### GOAL
Nothing but the lines from the one that contains "target | rooftop" through the end of the listing should appear, set down exactly.

### DATA ENTRIES
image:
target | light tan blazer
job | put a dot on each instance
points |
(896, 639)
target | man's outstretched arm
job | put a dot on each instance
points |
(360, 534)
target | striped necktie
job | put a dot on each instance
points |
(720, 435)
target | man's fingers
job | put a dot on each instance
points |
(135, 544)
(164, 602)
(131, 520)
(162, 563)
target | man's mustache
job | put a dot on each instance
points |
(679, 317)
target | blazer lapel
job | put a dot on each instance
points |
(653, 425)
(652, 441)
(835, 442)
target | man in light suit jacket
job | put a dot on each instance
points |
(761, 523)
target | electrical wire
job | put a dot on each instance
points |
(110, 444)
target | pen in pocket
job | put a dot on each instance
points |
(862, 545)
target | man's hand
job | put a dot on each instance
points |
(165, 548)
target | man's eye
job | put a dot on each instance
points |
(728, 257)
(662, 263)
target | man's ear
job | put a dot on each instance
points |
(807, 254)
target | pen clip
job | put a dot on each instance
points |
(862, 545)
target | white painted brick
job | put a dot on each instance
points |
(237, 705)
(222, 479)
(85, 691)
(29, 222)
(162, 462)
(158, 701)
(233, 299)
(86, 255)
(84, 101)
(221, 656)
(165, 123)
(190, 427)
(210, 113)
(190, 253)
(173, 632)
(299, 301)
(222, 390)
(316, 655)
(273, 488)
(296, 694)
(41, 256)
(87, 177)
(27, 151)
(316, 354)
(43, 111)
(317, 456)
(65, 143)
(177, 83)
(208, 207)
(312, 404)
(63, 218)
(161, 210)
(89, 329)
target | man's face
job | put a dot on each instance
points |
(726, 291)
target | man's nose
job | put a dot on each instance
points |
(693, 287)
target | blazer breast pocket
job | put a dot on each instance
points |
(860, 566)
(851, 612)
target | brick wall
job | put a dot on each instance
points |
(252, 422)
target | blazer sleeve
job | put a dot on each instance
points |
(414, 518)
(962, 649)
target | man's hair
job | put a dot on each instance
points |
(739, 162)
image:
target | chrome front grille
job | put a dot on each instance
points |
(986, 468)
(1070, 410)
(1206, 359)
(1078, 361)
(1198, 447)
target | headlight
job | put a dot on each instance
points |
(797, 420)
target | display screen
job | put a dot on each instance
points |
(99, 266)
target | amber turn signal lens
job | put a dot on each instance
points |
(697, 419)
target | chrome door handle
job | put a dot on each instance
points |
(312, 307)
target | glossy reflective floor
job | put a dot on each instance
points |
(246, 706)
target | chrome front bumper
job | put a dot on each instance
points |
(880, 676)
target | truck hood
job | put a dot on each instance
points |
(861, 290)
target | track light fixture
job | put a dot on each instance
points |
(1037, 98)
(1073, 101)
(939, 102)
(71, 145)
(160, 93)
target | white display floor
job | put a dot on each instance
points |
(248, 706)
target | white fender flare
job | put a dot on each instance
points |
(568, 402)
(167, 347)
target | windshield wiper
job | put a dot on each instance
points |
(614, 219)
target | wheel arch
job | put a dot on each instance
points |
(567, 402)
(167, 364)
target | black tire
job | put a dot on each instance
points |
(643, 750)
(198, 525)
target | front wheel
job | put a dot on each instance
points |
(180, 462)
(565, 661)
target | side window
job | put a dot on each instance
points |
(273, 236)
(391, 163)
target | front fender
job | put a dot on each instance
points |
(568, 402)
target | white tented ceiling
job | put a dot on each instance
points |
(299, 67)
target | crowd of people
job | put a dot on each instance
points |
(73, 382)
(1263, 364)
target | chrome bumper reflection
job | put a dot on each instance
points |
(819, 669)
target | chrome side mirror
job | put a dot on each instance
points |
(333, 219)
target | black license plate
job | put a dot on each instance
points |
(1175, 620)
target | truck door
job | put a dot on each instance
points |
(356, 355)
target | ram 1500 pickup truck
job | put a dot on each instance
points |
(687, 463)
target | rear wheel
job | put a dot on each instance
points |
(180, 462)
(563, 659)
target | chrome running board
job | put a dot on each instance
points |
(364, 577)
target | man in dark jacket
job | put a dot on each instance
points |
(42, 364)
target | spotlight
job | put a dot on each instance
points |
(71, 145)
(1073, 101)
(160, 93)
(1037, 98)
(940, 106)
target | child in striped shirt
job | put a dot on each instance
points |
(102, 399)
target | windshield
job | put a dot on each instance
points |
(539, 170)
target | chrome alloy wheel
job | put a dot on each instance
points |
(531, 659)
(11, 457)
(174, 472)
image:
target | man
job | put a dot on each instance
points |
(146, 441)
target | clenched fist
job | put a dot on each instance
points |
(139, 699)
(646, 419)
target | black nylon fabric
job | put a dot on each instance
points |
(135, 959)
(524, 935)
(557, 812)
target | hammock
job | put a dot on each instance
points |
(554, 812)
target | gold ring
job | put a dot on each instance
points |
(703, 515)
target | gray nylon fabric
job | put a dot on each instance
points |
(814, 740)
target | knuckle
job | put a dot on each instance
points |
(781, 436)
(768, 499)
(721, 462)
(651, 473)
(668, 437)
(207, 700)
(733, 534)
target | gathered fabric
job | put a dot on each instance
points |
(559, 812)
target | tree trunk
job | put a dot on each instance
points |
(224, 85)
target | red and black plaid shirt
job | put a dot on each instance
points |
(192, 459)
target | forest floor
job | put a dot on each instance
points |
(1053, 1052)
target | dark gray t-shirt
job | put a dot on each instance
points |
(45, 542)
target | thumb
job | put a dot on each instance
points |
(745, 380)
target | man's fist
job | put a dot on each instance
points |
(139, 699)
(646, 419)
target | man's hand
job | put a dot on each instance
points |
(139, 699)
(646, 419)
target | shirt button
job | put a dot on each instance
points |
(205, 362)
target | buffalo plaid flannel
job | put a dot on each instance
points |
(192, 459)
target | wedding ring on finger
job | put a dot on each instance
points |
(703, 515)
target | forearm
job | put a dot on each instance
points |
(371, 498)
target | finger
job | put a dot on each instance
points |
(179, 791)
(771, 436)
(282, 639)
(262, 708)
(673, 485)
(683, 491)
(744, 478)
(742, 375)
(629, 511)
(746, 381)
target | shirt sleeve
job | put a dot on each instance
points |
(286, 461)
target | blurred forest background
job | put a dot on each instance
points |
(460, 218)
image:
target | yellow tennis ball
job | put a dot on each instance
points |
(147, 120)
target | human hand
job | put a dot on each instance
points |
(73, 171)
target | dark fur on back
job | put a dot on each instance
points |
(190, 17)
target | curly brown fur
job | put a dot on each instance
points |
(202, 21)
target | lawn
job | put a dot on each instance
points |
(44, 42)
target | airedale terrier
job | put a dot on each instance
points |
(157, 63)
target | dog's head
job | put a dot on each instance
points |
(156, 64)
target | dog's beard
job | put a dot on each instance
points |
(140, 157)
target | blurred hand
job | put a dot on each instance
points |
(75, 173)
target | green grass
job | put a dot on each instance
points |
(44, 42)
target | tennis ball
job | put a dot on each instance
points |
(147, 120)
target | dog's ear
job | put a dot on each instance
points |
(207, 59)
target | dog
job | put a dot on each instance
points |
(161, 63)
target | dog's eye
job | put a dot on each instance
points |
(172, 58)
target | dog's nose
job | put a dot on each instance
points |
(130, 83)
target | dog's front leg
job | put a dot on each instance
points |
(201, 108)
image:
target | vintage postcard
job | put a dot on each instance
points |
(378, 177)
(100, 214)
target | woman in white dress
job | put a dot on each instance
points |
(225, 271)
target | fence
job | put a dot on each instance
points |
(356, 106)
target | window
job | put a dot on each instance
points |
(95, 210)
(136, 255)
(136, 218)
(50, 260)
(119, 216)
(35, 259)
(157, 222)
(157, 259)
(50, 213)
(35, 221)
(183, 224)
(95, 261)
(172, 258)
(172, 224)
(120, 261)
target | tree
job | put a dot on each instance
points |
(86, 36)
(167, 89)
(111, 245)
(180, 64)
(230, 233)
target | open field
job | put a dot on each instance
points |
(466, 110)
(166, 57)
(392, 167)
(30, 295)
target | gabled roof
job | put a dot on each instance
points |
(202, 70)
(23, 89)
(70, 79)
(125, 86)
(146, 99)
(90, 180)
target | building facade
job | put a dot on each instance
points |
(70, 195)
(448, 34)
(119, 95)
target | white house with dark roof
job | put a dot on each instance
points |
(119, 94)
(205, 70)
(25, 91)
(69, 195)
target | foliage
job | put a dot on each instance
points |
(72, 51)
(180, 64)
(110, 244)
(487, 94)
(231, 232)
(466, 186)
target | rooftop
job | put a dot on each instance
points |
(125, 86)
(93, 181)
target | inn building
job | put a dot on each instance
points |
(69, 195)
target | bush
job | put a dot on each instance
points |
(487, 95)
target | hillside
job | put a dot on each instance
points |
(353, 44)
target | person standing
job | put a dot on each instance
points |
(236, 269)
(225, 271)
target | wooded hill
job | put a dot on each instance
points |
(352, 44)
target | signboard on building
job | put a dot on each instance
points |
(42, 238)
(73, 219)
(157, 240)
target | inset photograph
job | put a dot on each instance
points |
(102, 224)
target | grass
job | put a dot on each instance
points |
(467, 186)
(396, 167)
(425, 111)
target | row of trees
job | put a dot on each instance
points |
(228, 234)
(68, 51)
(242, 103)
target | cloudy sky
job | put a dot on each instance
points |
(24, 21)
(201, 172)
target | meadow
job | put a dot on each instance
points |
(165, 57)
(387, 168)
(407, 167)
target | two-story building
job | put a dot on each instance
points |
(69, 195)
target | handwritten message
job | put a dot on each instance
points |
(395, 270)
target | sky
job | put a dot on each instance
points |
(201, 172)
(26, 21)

### TASK RESPONSE
target | rooftop
job | put a dot on each instance
points |
(125, 86)
(93, 181)
target | inn building
job | put a dot on each instance
points |
(69, 195)
target | bush
job | put a dot on each instance
points |
(487, 95)
target | hillside
job | put a dot on each instance
points |
(353, 44)
target | person standing
job | put a dot on each instance
points |
(236, 269)
(225, 271)
target | wooded hill
job | put a dot on each instance
points |
(352, 44)
target | signboard on building
job | put a dot on each instance
points |
(42, 238)
(73, 219)
(157, 240)
target | inset photograph
job | put a dot on each instance
points |
(102, 224)
target | grass
job | put a dot on each instance
points |
(467, 186)
(396, 167)
(425, 111)
target | row of trees
job | put a dot on each instance
points |
(228, 234)
(68, 51)
(242, 103)
target | cloudy sky
job | put a dot on each instance
points |
(24, 21)
(201, 172)
target | meadow
job | put a dot on each instance
points |
(165, 57)
(387, 168)
(407, 167)
target | two-story building
job | put a dot on each instance
points |
(69, 195)
target | handwritten message
job | put a dot on each instance
points |
(395, 270)
target | sky
job | put a dot on each instance
points |
(201, 172)
(26, 21)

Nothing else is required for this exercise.